Start GIVEN RECORDS
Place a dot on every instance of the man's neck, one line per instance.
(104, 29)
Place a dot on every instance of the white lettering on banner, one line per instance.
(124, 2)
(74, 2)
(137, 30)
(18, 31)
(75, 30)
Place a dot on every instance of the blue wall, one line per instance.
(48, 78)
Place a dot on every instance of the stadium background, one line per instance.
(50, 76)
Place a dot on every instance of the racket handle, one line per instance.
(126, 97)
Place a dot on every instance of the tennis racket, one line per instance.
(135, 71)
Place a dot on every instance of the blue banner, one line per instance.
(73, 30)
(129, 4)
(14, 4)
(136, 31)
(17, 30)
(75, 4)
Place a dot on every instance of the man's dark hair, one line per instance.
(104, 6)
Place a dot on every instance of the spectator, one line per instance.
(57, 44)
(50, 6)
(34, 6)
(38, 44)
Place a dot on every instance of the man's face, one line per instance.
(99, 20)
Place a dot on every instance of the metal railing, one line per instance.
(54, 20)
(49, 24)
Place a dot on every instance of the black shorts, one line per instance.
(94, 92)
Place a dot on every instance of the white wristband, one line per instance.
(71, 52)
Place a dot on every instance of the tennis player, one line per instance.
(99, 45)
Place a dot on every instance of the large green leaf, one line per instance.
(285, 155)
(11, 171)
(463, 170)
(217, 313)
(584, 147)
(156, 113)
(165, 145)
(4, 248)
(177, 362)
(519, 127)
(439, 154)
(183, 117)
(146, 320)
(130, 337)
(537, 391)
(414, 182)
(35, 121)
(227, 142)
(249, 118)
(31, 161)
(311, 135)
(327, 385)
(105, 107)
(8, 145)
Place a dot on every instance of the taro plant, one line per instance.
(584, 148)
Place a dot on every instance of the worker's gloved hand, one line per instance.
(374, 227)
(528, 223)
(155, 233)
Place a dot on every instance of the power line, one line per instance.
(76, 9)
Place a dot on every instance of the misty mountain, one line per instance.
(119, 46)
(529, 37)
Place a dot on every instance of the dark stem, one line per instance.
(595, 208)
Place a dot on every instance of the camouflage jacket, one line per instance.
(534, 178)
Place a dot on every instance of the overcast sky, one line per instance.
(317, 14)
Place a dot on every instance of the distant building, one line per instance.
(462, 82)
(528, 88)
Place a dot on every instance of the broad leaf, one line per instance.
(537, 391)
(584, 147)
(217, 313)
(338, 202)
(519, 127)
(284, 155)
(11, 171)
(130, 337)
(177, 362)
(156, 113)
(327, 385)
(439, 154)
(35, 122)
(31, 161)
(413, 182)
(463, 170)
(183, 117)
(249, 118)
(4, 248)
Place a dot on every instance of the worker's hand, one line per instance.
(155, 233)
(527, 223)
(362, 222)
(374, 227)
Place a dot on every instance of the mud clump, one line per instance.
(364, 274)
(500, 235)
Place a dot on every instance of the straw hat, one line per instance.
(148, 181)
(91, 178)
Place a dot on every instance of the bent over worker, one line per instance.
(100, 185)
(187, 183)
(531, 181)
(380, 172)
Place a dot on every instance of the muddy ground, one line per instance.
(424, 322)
End GIVEN RECORDS
Start GIVEN RECORDS
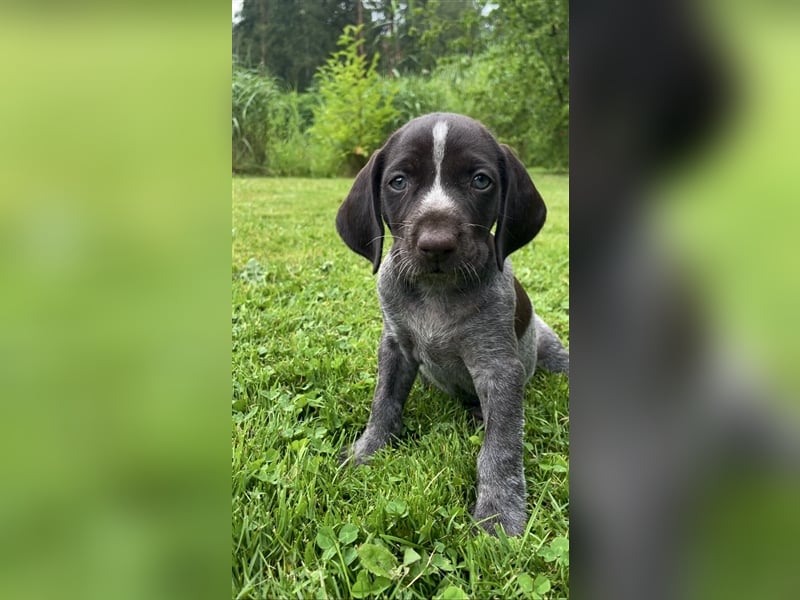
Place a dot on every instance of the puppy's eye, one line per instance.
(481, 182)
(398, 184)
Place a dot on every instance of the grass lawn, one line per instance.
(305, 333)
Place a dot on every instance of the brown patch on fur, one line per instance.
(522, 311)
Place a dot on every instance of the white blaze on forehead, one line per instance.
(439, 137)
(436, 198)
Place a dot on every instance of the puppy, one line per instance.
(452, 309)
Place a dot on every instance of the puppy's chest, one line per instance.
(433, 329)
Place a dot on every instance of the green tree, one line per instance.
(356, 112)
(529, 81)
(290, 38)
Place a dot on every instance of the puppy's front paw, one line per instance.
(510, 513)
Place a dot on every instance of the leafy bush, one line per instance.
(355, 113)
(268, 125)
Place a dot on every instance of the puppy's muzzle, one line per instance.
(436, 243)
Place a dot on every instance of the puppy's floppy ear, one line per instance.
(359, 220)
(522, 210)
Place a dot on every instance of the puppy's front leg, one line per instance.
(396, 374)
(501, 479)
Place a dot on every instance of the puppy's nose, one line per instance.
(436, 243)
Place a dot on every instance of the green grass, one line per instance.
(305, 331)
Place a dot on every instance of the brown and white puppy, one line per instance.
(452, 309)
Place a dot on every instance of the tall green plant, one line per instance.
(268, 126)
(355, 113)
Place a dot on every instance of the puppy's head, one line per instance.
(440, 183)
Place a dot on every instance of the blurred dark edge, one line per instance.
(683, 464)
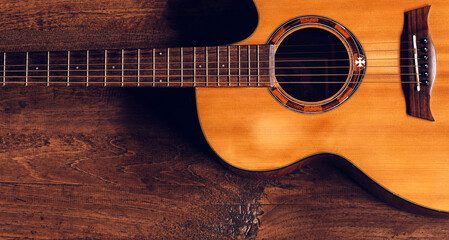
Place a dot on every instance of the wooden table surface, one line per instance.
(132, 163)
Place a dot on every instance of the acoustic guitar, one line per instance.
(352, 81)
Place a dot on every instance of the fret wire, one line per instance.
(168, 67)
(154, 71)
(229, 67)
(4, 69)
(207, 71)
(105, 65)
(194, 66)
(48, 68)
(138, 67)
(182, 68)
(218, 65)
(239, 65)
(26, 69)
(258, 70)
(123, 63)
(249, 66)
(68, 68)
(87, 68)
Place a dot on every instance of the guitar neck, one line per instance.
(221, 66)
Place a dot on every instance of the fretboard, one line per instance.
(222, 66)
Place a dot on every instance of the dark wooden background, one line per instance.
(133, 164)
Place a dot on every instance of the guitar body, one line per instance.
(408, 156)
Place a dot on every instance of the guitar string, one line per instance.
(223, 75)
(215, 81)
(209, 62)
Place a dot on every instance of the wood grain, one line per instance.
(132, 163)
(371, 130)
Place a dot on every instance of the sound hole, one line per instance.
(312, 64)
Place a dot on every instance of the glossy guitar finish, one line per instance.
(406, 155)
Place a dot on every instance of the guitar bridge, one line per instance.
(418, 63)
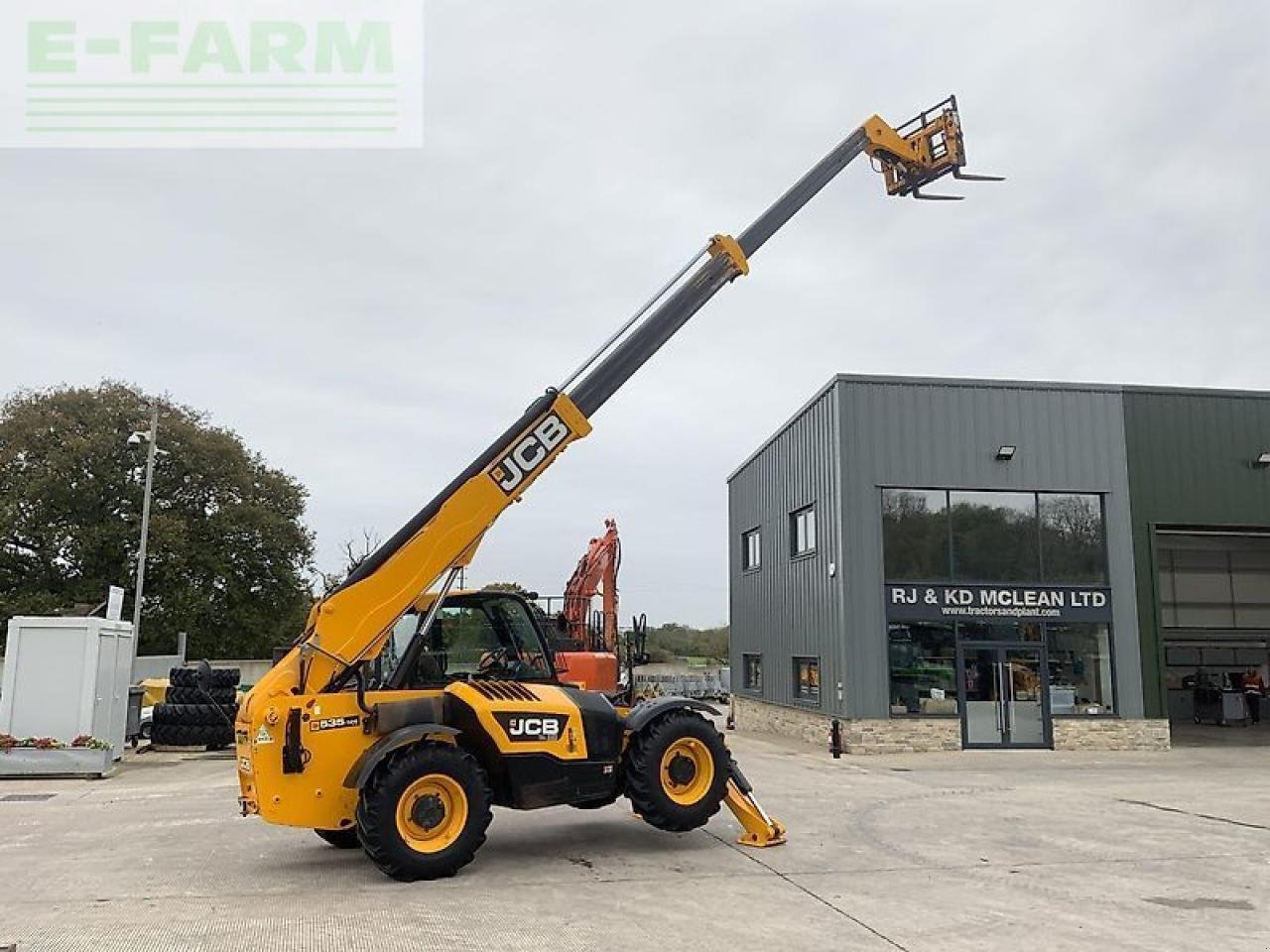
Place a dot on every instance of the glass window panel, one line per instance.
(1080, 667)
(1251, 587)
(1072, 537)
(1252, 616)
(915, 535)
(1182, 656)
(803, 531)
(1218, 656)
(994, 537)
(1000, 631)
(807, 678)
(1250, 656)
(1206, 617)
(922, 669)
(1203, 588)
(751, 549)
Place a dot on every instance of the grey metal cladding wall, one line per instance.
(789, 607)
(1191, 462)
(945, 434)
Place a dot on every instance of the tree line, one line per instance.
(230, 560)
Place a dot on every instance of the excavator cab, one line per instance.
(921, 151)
End GIVEN RECORDS
Start GIVEN RECORDS
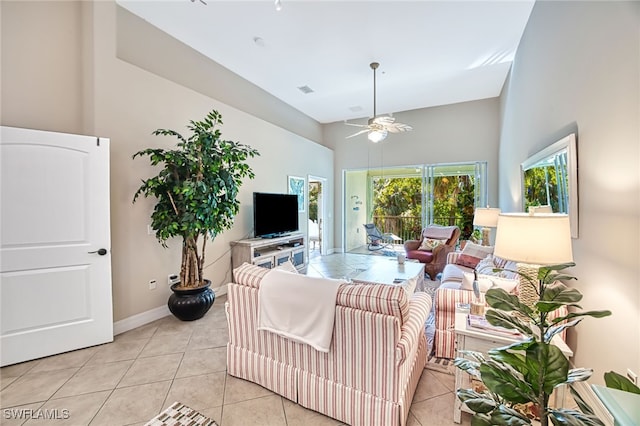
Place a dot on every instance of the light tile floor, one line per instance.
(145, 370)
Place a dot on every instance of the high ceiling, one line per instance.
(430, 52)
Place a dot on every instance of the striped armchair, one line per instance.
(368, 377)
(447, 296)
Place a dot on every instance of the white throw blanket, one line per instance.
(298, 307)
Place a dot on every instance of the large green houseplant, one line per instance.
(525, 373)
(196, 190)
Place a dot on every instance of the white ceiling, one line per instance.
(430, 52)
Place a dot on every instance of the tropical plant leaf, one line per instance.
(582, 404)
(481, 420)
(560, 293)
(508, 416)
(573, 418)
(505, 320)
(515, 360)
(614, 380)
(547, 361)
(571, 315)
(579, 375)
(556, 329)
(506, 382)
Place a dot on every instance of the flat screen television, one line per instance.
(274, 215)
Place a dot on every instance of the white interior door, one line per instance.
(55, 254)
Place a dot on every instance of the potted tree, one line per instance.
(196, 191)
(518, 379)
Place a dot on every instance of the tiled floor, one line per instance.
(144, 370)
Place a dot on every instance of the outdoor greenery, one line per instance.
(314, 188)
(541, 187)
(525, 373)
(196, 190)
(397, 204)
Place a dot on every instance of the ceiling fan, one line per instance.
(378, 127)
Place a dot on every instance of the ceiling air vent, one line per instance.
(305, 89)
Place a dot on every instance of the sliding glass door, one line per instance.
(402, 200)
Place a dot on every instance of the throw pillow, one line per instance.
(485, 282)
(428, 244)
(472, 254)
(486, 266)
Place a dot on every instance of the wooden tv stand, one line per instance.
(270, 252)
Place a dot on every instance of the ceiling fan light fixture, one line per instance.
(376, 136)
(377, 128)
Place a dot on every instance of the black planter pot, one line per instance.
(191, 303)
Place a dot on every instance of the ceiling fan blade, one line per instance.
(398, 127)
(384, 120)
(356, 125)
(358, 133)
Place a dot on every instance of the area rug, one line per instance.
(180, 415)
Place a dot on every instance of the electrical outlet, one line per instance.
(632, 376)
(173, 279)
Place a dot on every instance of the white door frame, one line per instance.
End GIVEN RECORDS
**TASK INSTRUCTIONS**
Report every line in the rows above that contains the string "front", copying each one in full.

**RESPONSE**
Place a dot on every instance of the puppy's front paw, one line per instance.
Place a dot on every instance of the puppy's front leg, one line per instance.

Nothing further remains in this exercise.